Copy the records from their first line through the line containing "[[[16,38],[36,17],[37,13],[26,0],[13,0],[8,41]]]", requests included. Offset each coordinate in the answers by adding 54.

Labeled contour entries:
§ §
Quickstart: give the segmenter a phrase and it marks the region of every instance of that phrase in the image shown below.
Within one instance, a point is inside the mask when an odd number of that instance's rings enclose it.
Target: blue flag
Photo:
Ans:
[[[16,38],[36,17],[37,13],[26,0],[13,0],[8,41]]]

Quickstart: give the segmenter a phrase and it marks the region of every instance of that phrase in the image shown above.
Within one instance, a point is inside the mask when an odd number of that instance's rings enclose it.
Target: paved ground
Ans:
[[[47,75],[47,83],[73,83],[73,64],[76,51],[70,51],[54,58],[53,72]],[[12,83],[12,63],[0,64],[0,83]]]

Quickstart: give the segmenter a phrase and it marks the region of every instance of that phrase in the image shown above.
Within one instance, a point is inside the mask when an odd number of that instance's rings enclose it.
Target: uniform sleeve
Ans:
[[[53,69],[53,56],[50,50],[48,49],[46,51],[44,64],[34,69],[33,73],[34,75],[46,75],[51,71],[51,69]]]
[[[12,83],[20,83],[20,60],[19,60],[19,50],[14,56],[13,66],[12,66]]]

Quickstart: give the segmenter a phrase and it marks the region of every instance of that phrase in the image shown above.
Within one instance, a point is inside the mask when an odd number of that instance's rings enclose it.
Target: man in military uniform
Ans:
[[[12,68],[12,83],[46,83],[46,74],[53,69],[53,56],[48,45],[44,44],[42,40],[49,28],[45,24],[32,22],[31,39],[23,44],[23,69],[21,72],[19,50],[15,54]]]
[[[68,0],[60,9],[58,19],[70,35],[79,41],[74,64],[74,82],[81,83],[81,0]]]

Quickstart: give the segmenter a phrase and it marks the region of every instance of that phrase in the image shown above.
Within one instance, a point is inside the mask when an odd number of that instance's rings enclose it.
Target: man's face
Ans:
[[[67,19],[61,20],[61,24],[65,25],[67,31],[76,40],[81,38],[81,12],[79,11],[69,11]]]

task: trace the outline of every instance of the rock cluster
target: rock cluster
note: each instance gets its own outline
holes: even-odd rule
§ §
• Solution to this task:
Quickstart: give the segmenter a phrase and it marks the region of every instance of that phrase in the image shown below.
Within one instance, a point is inside the mask when an odd number of that instance's rings enclose it.
Target: blue flag
Photo:
Ans:
[[[70,92],[90,71],[91,67],[80,54],[67,54],[62,95]]]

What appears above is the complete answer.